Please transcribe the listing below in full, exactly as written, leaving out its pictures.

..........

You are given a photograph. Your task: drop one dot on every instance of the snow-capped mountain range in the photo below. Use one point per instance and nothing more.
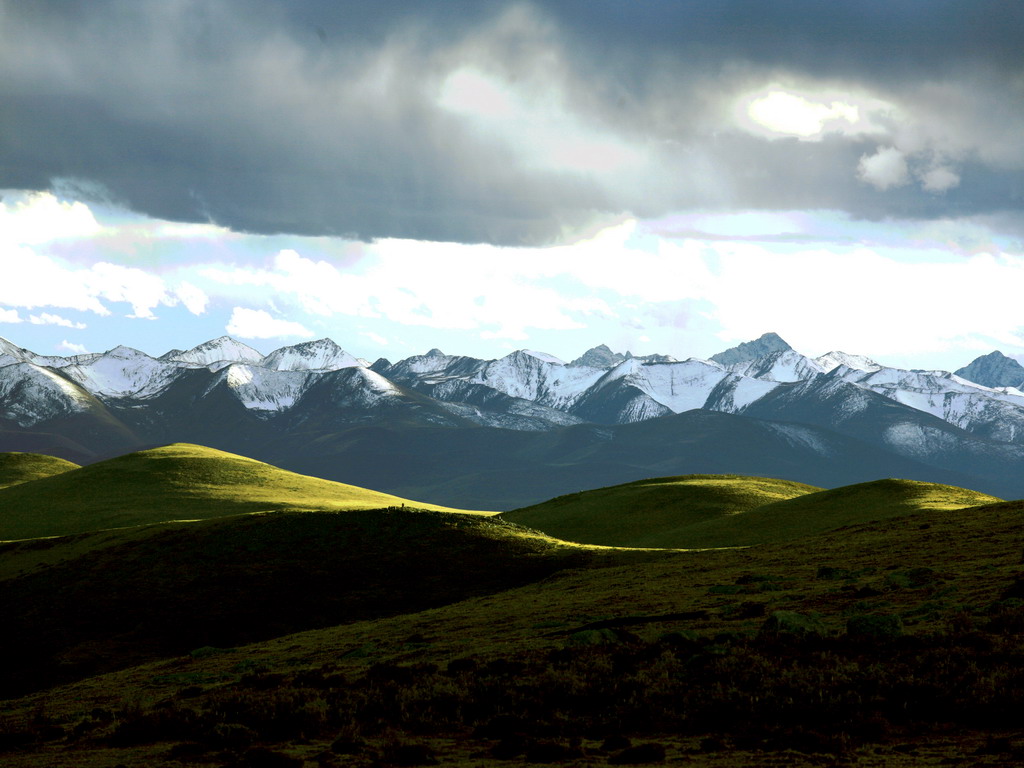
(601, 386)
(225, 391)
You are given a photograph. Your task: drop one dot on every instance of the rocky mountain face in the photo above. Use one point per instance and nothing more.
(994, 370)
(313, 407)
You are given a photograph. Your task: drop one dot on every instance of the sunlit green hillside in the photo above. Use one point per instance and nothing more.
(18, 467)
(173, 482)
(699, 511)
(826, 510)
(657, 512)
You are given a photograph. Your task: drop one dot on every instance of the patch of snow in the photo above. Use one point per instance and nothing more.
(264, 389)
(215, 350)
(311, 355)
(124, 372)
(830, 360)
(544, 356)
(30, 394)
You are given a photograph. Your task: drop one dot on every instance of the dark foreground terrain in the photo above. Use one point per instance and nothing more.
(402, 638)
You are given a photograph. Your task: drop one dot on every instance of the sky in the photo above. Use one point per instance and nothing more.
(484, 175)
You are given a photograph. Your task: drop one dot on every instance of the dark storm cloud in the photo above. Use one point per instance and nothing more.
(331, 117)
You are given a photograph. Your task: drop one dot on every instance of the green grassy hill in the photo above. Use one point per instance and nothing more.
(696, 511)
(174, 482)
(672, 649)
(657, 512)
(827, 510)
(16, 468)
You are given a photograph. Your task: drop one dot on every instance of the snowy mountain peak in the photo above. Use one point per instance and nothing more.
(544, 356)
(994, 370)
(834, 359)
(216, 350)
(781, 366)
(751, 350)
(122, 352)
(13, 353)
(600, 356)
(323, 354)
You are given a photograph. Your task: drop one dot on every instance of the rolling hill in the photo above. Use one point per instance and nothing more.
(656, 512)
(174, 482)
(16, 468)
(697, 511)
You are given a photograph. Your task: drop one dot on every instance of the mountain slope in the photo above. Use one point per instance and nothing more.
(751, 350)
(994, 370)
(174, 482)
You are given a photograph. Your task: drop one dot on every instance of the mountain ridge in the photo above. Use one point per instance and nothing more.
(227, 395)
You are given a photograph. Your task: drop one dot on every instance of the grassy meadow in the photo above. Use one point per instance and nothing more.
(174, 482)
(876, 625)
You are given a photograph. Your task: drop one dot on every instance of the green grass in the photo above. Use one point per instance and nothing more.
(174, 482)
(657, 512)
(699, 511)
(16, 468)
(827, 510)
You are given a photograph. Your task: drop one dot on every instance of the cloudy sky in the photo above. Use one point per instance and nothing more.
(482, 176)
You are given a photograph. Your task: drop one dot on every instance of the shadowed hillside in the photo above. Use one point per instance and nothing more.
(734, 657)
(174, 482)
(77, 605)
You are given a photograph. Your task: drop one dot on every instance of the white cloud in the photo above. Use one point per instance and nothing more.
(864, 301)
(810, 111)
(194, 298)
(45, 318)
(34, 218)
(70, 346)
(258, 324)
(436, 285)
(939, 179)
(793, 115)
(885, 169)
(35, 280)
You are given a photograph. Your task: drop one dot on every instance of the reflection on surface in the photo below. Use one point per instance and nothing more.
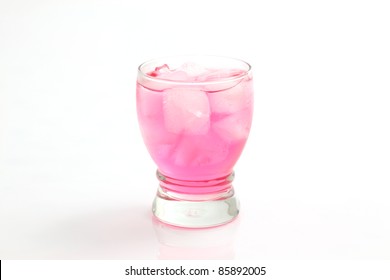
(183, 243)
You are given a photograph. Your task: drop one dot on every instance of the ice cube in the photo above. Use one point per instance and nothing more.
(186, 110)
(234, 127)
(232, 99)
(200, 150)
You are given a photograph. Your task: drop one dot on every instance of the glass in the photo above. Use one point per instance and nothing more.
(195, 114)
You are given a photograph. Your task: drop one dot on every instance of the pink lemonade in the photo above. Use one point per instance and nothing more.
(195, 122)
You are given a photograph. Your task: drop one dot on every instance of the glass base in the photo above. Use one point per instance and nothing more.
(200, 209)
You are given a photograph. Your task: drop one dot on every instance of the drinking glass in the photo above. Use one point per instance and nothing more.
(195, 114)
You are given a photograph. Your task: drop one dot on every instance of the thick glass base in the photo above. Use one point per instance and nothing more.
(195, 204)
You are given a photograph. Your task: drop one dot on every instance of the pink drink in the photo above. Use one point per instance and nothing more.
(195, 121)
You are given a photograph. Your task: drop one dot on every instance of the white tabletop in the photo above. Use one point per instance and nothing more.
(76, 181)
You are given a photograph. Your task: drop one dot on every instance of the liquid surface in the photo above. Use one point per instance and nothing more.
(195, 131)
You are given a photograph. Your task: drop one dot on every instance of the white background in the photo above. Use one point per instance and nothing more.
(77, 182)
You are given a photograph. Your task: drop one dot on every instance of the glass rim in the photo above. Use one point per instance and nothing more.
(144, 75)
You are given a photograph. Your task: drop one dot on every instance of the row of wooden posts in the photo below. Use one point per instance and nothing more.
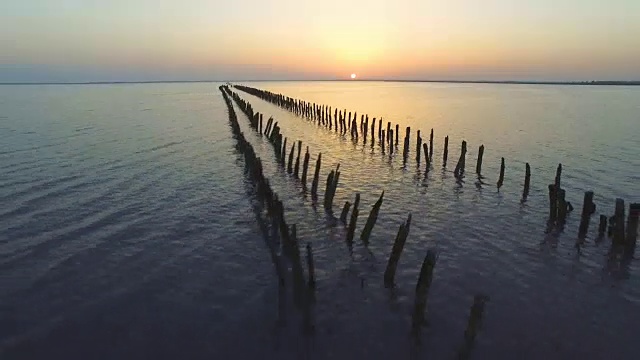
(274, 136)
(559, 208)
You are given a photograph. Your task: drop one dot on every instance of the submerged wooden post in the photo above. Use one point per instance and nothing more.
(602, 228)
(431, 145)
(632, 224)
(562, 205)
(501, 179)
(352, 223)
(426, 158)
(418, 147)
(479, 163)
(459, 170)
(422, 289)
(445, 154)
(397, 133)
(311, 267)
(305, 166)
(618, 225)
(527, 181)
(553, 203)
(290, 163)
(314, 184)
(297, 166)
(371, 221)
(396, 251)
(345, 211)
(587, 207)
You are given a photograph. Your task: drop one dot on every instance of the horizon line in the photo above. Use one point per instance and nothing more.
(505, 82)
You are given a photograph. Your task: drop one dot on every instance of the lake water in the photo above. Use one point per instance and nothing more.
(127, 228)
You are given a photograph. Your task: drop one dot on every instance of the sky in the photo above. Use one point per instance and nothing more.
(144, 40)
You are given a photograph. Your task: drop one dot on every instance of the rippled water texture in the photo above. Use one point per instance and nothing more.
(127, 228)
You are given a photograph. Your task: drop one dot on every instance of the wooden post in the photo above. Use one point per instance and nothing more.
(397, 133)
(501, 179)
(618, 225)
(407, 136)
(426, 158)
(422, 289)
(290, 163)
(459, 170)
(314, 184)
(297, 165)
(305, 166)
(562, 205)
(371, 221)
(418, 147)
(284, 152)
(479, 163)
(446, 151)
(345, 211)
(352, 223)
(632, 224)
(527, 181)
(396, 251)
(553, 203)
(586, 213)
(431, 145)
(311, 267)
(603, 225)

..........

-- TASK OUTPUT --
You are given a photograph. Your task: drop one dot on every instance of the snow-capped mountain range in the photo below. Use one point per instance and nothing more.
(601, 386)
(225, 391)
You are given a photograph. Your task: drop one dot on every instance of the rocky mountain face in the photo above. Use one point per instance and nothing more.
(994, 370)
(313, 407)
You are given a photograph. Your task: drop one dot on every instance of the sunlit green hillside in the photo above. Use one point per instance and nothing more.
(18, 467)
(173, 482)
(699, 511)
(826, 510)
(657, 512)
You are given a photograph. Your task: drop one dot on every instance of the patch of snow in the photo above. Use one point per instance and nothing more.
(264, 389)
(215, 350)
(311, 355)
(124, 372)
(830, 360)
(544, 356)
(30, 394)
You are given a photograph. Your task: drop one dot on every instance of the dark foreground terrain in the photo above. Use one point per instance and nothing more.
(402, 638)
You are given a photograph. Your task: drop one dot on every instance of the sky in the photo above. Use one point per instance and nothing more.
(484, 175)
You are given a photograph. Your task: drop one dot on every instance of the dark storm cloud in the photo above. Use one point per instance and nothing more.
(331, 117)
You are given a photograph. Your task: drop one dot on every instance of the green grassy hill in the photo above. Use one point per instance and nothing more.
(696, 511)
(174, 482)
(672, 649)
(657, 512)
(827, 510)
(16, 468)
You are given a photograph. Your task: drop one dot on every instance of the snowy mountain peak in the photo above. Use one point per instance and nothing more.
(544, 356)
(994, 370)
(834, 359)
(216, 350)
(781, 366)
(751, 350)
(122, 352)
(13, 353)
(600, 356)
(323, 354)
You are given a photograph. Your task: drop one dot on every instance of the rolling hill in the photo above. Use one point per instance and nothing more.
(656, 512)
(174, 482)
(16, 468)
(697, 511)
You are given a photograph. Your task: drop one dot on every instance of the mountain slope in the photo above. Use one point per instance and nothing more.
(751, 350)
(994, 370)
(174, 482)
You are given a photograph. Your task: drop one dot on every instance of the mountain ridge in the photo above. Use one point per instance and nothing more.
(227, 395)
You are given a photograph. Your task: drop one dot on every instance of the grassy meadow in the photo above. Use one point per instance and nothing more.
(174, 482)
(876, 625)
You are given a photograph. Your task: drop one dot on every instance of the green grass in the photo above. Use one point per instance and nothing more.
(174, 482)
(657, 512)
(699, 511)
(16, 468)
(827, 510)
You are given a photograph. Your task: drop one dot on every instance of the cloudy sky in the photo above. Use one point per instance and nothing more.
(482, 176)
You are given a photograph. Your task: drop one dot on every instance of the shadowed hillside in the photo above. Use one point per instance and nothing more.
(734, 657)
(174, 482)
(77, 605)
You are given a photograph. Your task: drop one dot on every instance of the white cloud in the photo above. Use one point per instance and nothing more.
(864, 301)
(810, 111)
(194, 298)
(45, 318)
(34, 218)
(70, 346)
(258, 324)
(436, 285)
(939, 179)
(793, 115)
(885, 169)
(35, 280)
You are given a photograph. Your task: drop one dot on every instance of the reflection on surface in the photo below. Use one point per instance and nothing more.
(183, 243)
You are given a photograph. Your task: drop one dot on every instance of the ice cube in the photo above. Use one point per instance and nothing more.
(186, 110)
(234, 127)
(232, 99)
(200, 150)
You are given a photograph. Your task: drop one dot on every instance of the glass in the photo above. Use one point per instance and nothing more.
(195, 114)
You are given a photograph. Your task: drop one dot on every instance of the pink lemonade in the photo above. Use one point per instance and nothing more.
(195, 122)
You are given a photograph. Your task: drop one dot on every instance of the glass base in the photo above. Use one point per instance and nothing more.
(200, 209)
You are given a photograph. Your task: drop one dot on every instance of the drinking glass in the photo above. Use one point per instance and nothing more.
(195, 114)
You are given a photograph. Your task: drop one dot on every instance of the thick glass base in the photo above. Use one point per instance and nothing more.
(195, 204)
You are given a photograph. Your task: drop one dot on every instance of the pink drink in the photo above. Use one point per instance and nothing more.
(195, 121)
You are given a photograph. Your task: drop one dot on every instance of the white tabletop in the photo above. Use one point per instance and nothing more.
(76, 181)
You are given a photograph. Your task: drop one dot on every instance of the liquid surface in the photo above. Use one point per instance and nothing more.
(195, 131)
You are given a photograph. Your task: drop one dot on every instance of the white background in the photo above. Use one point per instance and nothing more.
(77, 182)
You are given a photograph. Your task: drop one dot on every instance of the glass rim in the photo above. Use one point per instance and nothing more.
(144, 75)
You are given a photograph. Your task: drop one dot on every instance of the row of wooden posts in the photo below. Use one point per instance and nothing more.
(274, 136)
(559, 208)
You are given a photograph. Your task: drop one dot on every instance of the submerged wooden post in the photo above. Use one point per instance and nothing more.
(602, 228)
(431, 145)
(632, 224)
(562, 205)
(501, 179)
(352, 223)
(426, 158)
(418, 147)
(479, 163)
(459, 170)
(422, 289)
(445, 154)
(397, 133)
(311, 267)
(305, 166)
(618, 225)
(527, 181)
(553, 203)
(290, 163)
(314, 184)
(297, 166)
(371, 221)
(396, 251)
(345, 211)
(587, 207)
You are given a photograph. Your task: drop one dot on every instance of the horizon line in the photo above. Use one point per instance and nothing more.
(505, 82)
You are given a photograph. Your task: drop one dot on every instance of the lake water in the photo above. Use one point per instance and nothing more.
(127, 228)
You are given a photograph. Your task: drop one dot on every instance of the sky in the photo above. Use one point per instance and nothing more.
(144, 40)
You are given a photograph. Your task: drop one dot on every instance of the rippled water texture in the photo above. Use one point per instance and nothing more.
(127, 228)
You are given a photograph. Your task: drop one dot on every instance of the wooden post in the photo above. Use one point per instance and nothing more.
(397, 133)
(501, 179)
(618, 225)
(407, 136)
(426, 158)
(422, 289)
(290, 163)
(459, 170)
(314, 184)
(297, 165)
(305, 166)
(562, 205)
(371, 221)
(418, 147)
(284, 152)
(479, 163)
(446, 151)
(345, 211)
(352, 223)
(632, 224)
(527, 181)
(396, 251)
(553, 203)
(586, 213)
(431, 145)
(311, 267)
(603, 225)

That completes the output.